**Task requirements**
Copy the entries starting at the first line and ending at the line containing "top-left (916, 322), bottom-right (1114, 386)", substituting "enclosing rectangles" for "bounding boxes" and leaving all else unchanged.

Stored items
########
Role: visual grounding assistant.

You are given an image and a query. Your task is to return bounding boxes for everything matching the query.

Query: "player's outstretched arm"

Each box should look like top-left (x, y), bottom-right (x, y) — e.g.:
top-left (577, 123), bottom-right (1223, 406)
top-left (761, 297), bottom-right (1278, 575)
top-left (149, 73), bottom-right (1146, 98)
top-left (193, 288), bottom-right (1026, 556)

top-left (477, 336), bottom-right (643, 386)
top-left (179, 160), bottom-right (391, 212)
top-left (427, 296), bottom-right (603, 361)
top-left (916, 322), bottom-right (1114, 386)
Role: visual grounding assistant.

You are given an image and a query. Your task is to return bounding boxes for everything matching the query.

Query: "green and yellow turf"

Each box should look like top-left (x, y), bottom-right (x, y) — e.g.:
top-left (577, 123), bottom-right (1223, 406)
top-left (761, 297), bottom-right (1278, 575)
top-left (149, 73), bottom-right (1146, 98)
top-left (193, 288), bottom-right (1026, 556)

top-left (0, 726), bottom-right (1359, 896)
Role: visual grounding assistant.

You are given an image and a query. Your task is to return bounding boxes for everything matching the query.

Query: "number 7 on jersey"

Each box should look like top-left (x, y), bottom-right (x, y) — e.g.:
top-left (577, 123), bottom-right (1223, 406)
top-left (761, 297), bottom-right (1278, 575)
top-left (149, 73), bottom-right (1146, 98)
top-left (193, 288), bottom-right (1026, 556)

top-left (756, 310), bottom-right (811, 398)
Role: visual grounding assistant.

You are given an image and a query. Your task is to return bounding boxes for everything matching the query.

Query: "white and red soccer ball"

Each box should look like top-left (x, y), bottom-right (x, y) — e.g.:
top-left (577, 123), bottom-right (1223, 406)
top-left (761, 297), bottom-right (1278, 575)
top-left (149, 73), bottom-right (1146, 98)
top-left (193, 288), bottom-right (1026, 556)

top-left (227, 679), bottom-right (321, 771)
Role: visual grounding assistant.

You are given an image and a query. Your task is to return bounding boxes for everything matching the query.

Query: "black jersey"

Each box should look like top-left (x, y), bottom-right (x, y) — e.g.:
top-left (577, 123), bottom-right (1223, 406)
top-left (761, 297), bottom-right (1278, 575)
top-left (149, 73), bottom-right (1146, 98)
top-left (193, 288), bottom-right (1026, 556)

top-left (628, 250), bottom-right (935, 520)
########
**Result**
Role: visual grounding assistant.

You are given an image and a query. Your task is to return enclosing rectangles for everything matching the query.

Query: "player's outstretched arm"

Each box should look like top-left (x, y), bottom-right (x, y) — e.g.:
top-left (577, 123), bottom-right (1223, 406)
top-left (761, 297), bottom-right (1278, 575)
top-left (149, 73), bottom-right (1146, 98)
top-left (193, 288), bottom-right (1026, 556)

top-left (477, 336), bottom-right (643, 386)
top-left (179, 160), bottom-right (391, 212)
top-left (427, 296), bottom-right (603, 361)
top-left (916, 322), bottom-right (1114, 386)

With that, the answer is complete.